| EXCERPT PROVIDED |

|---|

Diseases Control Methods of Cowpeas:

  • The most important disease that affects Cowpea plants is stem rot which is affected due to Phytophthora vignae. This disease mainly affects Cowpea crops cultivated in wet coastal and subcoastal areas, and on heavier soils that may become waterlogged.
  • Bacterial blight (Xanthomonas vignicola) is a bacterial disease that causes severe damage to Cowpeas.
  • Another most frequent virus disease encountered is the aphid-borne mosaic virus (CabMV).
  • Some other major diseases that affect Cowpea plants are Fusarium wilt, bacterial canker, Cercospora leaf spot, rust, and powdery mildew.
  • Cowpea crops are also susceptible to nematodes and should therefore not be planted consecutively on the same land.


Birds, especially of the parrot family, could be a problem for Cowpea crops, as they can pull up emerging seedlings and feed on developing green pods.

Harvesting of Cowpeas:

  • Cowpeas vary in growth habit from an erect or semi-erect type with short (<100 days) growth duration, grown mostly for grain, to longer (>120 days) duration in semi-trailing plants which are normally grown primarily for forage.
  • Once the pods start to mature, leaves will dry down, but may not drop off completely. They need to be harvested when the seed moisture content is 14 to 18 %, depending on your requirement.
  • In Cowpeas are grown for vegetable purposes, the leaves are picked 4 weeks after planting, and this continues until the plants start to flower.

Harvesting Methods:

  • The Cowpea can be harvested using a harvester or by hand. The upright variety of Cowpea seed plants are harvested by a machine.
  • Cowpea is grown as a dried seed and can be directly combined, using a platform head or a row crop head. Adjustments to combine settings and possibly sieve sizes should be made of the Cowpea seed.
  • When the pods of Cowpea mature completely they become very long, some will touch the ground or be close to it, this shows a sign to run the grain table close to the ground.
  • If growing Cowpeas for vegetable purposes, young leaves are mainly picked by hand. Harvesting of Cowpea should be done at the onset of the dry season when the dry pods can stay about a week awaiting harvesting without spoilage.
  • To keep pods away from shattering and feathering, dry pods should not be left in the field longer than 2 weeks after full pod maturity.

Post Harvesting:

Sorting: The quality of the seed is very important. So good care should be taken in harvest and post-harvest actions to avoid cracking or split seed. Sorting is mainly done to separate the broken seeds from the full seeds.

Grading: Usually the young leaves or tender shoots in the distinctive color phase of new growth is gathered. Tender young leaves are rich in protein and are insect resistant, often look more appealing. Older leaves accumulate dust or get spattered with mud from raindrops, while younger leaves would not need so much washing.

Packing: seeds should be cleaned and bagged. Packaged in sacks and put into electrical dryers or spread on a concrete slab in the case of sun-drying to reduce the moisture content to about 12 %.


  • Insect pests can trouble the Cowpeas during storage. There are some storage insects that cause damage to the seed; it is, therefore, important to store seed in a protected area. Cowpea Weevil Callosobruchus is a serious insect pest the affects Cowpeas during storage.
  • The storage life of Cowpea depends on its moisture content before storage. Lower moisture content in seeds will improve their storage capability. An exposure to 18°Cfor for 6 to 24 hours can reduce pest numbers by more than 99 %.
  • The grain can be stored for a short term at around 12 % moisture or less, with 8 to 9% recommended for long-term
  • Cowpea leaves are dried to store them for the dry season. Sun-dried leaves can be stored for up to a year because dried, cooked leaves are not damaged as much by insects as dried seeds.

Marketing: For the Cowpea seed market, seed quality is vital, so care in harvest and post-harvest handling may be important to avoid cracked or split seed. Cowpea leaves are sold in South Africa, Ghana, Mali, Benin, Cameroon, Ethiopia, Uganda, Kenya, Tanzania, and Malawi.

|---|

| ENTRIES SUPPLIED |
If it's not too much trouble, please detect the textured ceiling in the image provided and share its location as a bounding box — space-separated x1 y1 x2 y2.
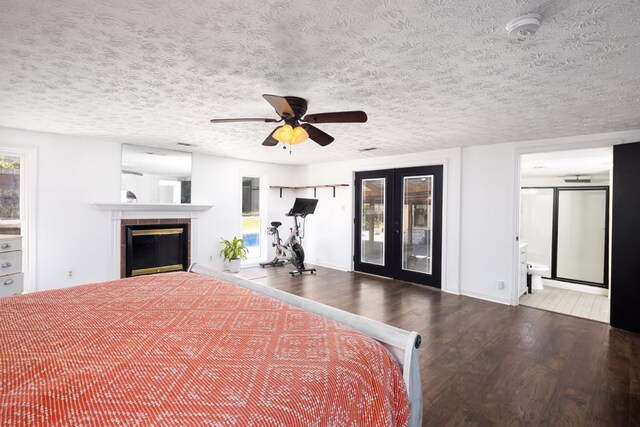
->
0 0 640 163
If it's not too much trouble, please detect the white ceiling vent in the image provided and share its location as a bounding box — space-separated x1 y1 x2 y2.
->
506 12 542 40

|---|

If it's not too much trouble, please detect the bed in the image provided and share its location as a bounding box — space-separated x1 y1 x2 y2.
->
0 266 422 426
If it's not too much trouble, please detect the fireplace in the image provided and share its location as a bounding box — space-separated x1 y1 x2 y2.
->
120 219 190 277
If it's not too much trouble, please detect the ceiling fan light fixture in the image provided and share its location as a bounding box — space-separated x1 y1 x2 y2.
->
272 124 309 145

|---|

| TASKS TO COMPLETE |
(1) Reproduce the passage of the cowpea excerpt between "Diseases Control Methods" and "developing green pods.", inclusive.
(2) In the cowpea excerpt, which organism causes stem rot?

| EXPECTED RESULTS |
(1)
Diseases Control Methods of Cowpeas:

  • The most important disease that affects Cowpea plants is stem rot which is affected due to Phytophthora vignae. This disease mainly affects Cowpea crops cultivated in wet coastal and subcoastal areas, and on heavier soils that may become waterlogged.
  • Bacterial blight (Xanthomonas vignicola) is a bacterial disease that causes severe damage to Cowpeas.
  • Another most frequent virus disease encountered is the aphid-borne mosaic virus (CabMV).
  • Some other major diseases that affect Cowpea plants are Fusarium wilt, bacterial canker, Cercospora leaf spot, rust, and powdery mildew.
  • Cowpea crops are also susceptible to nematodes and should therefore not be planted consecutively on the same land.


Birds, especially of the parrot family, could be a problem for Cowpea crops, as they can pull up emerging seedlings and feed on developing green pods.

(2) Phytophthora vignae